How to complete this task: Go through the records and set each one down exactly, skipping any picture.

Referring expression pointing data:
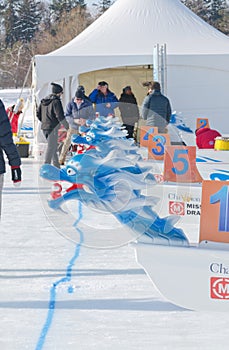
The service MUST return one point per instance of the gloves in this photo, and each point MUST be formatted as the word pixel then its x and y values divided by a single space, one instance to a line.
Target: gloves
pixel 16 173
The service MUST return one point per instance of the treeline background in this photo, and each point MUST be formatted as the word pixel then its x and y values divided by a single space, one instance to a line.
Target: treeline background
pixel 30 27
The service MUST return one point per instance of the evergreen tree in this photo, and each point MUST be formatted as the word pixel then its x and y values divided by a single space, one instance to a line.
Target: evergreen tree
pixel 103 5
pixel 59 7
pixel 29 17
pixel 9 20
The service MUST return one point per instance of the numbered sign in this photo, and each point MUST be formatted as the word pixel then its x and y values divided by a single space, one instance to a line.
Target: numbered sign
pixel 202 123
pixel 156 146
pixel 180 164
pixel 146 132
pixel 214 219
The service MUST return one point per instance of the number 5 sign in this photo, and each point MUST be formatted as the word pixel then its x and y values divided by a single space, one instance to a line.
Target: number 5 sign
pixel 214 219
pixel 180 164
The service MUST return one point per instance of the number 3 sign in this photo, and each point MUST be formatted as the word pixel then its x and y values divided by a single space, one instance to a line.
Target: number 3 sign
pixel 214 219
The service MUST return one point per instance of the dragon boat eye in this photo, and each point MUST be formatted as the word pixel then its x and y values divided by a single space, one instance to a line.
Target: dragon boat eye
pixel 88 138
pixel 71 172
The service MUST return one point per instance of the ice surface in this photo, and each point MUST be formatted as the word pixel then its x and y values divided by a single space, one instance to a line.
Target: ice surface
pixel 104 302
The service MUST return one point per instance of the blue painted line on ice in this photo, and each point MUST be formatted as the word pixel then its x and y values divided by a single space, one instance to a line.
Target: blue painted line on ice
pixel 67 278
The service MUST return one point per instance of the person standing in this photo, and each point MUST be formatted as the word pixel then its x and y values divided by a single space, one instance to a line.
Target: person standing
pixel 78 111
pixel 8 147
pixel 156 109
pixel 14 113
pixel 129 110
pixel 104 99
pixel 51 115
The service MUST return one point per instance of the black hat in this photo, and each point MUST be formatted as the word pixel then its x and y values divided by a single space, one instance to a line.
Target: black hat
pixel 127 88
pixel 102 83
pixel 81 88
pixel 56 88
pixel 79 94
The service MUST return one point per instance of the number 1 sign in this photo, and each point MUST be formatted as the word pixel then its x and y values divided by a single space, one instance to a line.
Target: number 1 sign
pixel 214 219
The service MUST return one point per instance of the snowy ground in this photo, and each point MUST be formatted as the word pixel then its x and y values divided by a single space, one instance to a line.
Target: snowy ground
pixel 102 299
pixel 57 294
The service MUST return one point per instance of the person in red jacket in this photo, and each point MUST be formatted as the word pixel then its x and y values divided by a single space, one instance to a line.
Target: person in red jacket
pixel 14 113
pixel 205 137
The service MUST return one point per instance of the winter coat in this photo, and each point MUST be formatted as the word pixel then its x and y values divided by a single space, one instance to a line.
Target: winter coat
pixel 6 142
pixel 50 113
pixel 85 111
pixel 101 100
pixel 156 110
pixel 205 137
pixel 13 117
pixel 129 109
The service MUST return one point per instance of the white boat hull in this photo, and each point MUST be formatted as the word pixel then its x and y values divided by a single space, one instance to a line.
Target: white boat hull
pixel 195 278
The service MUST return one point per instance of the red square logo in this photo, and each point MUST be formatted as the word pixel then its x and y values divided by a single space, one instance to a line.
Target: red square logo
pixel 219 288
pixel 176 208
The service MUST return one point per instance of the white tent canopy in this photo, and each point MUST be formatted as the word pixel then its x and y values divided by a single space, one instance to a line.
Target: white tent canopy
pixel 197 55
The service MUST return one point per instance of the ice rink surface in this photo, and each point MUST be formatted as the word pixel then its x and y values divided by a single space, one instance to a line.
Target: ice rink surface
pixel 56 294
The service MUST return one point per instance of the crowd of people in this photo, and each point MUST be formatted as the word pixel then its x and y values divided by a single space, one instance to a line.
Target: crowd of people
pixel 156 111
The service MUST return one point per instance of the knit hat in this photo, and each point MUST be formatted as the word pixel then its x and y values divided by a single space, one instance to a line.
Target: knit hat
pixel 102 83
pixel 19 105
pixel 81 88
pixel 127 88
pixel 56 88
pixel 79 94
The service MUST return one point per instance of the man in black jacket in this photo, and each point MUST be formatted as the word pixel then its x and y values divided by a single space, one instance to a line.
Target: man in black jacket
pixel 156 109
pixel 51 115
pixel 8 147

Exercise output:
The service MUST return one point per instance of the gloves in this photo, and each point MUST be formatted as the word pixel then its x and y values divided by a single space, one instance to a line.
Target: gloves
pixel 16 173
The service MUST return one point per instance of the treeline background in this photo, and each point MUST be formatted as the word pixel then its x and y values divided by a single space, one instance to a line.
Target: treeline background
pixel 30 27
The service MUST return one point per instance of the evergreen tree in this photo, and each point MUST be formatted as the word pixel then its x and y values divided by a single space, one instance to a line.
Target: evergreen tree
pixel 103 5
pixel 59 7
pixel 29 17
pixel 9 20
The service MUST return one point per instance of the numbered sign in this photo, and each point MUST be formatted as the word pixel then its x and y values divided by a single space, one instance to a line.
Target: numbered sign
pixel 202 123
pixel 156 146
pixel 180 164
pixel 146 132
pixel 214 219
The service MUST return one point per instance of the number 5 sign in this photo, and each point MUST be formatted as the word pixel then its x and y values divided by a single space, one instance to a line.
Target: number 5 sign
pixel 214 219
pixel 180 164
The service MUST return one point per instance of the number 3 sign in this photo, and each point MUST be formatted as the word pixel then its x and y values divided by a single space, one instance to a line.
Target: number 3 sign
pixel 214 219
The service MUST return one point per instance of the dragon boat eye in this photo, and each point MUST be formatted as the word pixel then its x and y values divided by a single space, one instance to a line.
Target: dragon boat eye
pixel 88 138
pixel 71 172
The service MUST return one point per instance of the ice surface in this photo, and each point MUST be formatted as the word pixel then its x and y values divided by a single space, one instance to a line.
Target: ice surface
pixel 104 302
The service MUST return one point per instance of the blue painted line on ice in this photo, and each point MUST be formatted as the word pixel then its x and y values divided by a single space, one instance to a line.
Target: blue painted line on ice
pixel 67 278
The service MUST return one point per instance of the person standing in this photo, and each point MUST be formatted as the word pixel then its x and y values divided by a single space, one instance to a line.
Target: person standing
pixel 78 111
pixel 8 147
pixel 156 109
pixel 14 113
pixel 129 110
pixel 104 99
pixel 51 115
The service MUST return one point per instance of the black hat in this photo, and each point MUST be formatted as the word pixel then its x and y values divided by a single space, one instance to a line.
Target: black hat
pixel 127 88
pixel 102 83
pixel 81 88
pixel 56 88
pixel 79 94
The service MUST return one point per instance of the number 1 sign in this photo, and each point MUST be formatted as the word pixel then its x and y values divided by a single space, one instance to a line.
Target: number 1 sign
pixel 214 219
The service MUST return one point per instance of the snowy ground in this photo, and each point MUST be formatted as the word pixel then its x and y values divided by a single space, one instance to a line.
Target: snowy ground
pixel 102 299
pixel 57 294
The service MUST return one point per instance of the person in red jacket in this photo, and each point MUST be formatted as the word pixel then its x and y values divided by a single space, one instance to a line.
Target: person in red jacket
pixel 14 113
pixel 205 137
The service MUST return one point per instance of the winter coat in this photo, and each point MUST be formatted as the word pixel then its x and y values divided by a single space, one instance to a line.
Target: winter coat
pixel 6 142
pixel 50 113
pixel 85 111
pixel 101 100
pixel 156 110
pixel 205 137
pixel 13 117
pixel 129 109
The service MUST return one point per instance of the white boat hull in this photo, and each point MUST be formatted as the word pixel then its x and y values divided by a single space, one instance to a line.
Target: white boat hull
pixel 195 278
The service MUST return one point per instance of the red square logo in this photo, and each point MUST be formatted as the word pixel then its x and y values divided by a single space, one instance to a line.
Target: red square logo
pixel 219 288
pixel 176 208
The service MUST return one point per instance of the white tent canopy in this photo, and each point MUST be formatted as the word pixel then its x and y values divided by a single space, one instance to a line.
Target: white tent canopy
pixel 197 55
The service MUST return one point per instance of the ice rink surface in this photo, and each point MUST be formatted as the word pixel then its x and y values divided by a single space, one instance to a line.
Target: ice rink surface
pixel 56 294
The service MUST return one point per instance of the crowd of people in this photo, and each point MUST be formatted as the word pixel then its x and y values divided by a single space, one instance to a line.
Target: crowd of people
pixel 156 111
The service MUST return one point per instance of the knit hat in this photo, and each point MUST be formatted as the word pixel then its x and y values divided by a single space, one instance to a line.
Target: knit hat
pixel 102 83
pixel 19 105
pixel 81 88
pixel 127 88
pixel 56 88
pixel 79 94
The service MUST return one point per instance of the man in black jacket in this photo, and each point MUST be formatted as the word pixel then its x and y values divided by a single space, one instance to a line.
Target: man in black jacket
pixel 156 109
pixel 51 115
pixel 8 147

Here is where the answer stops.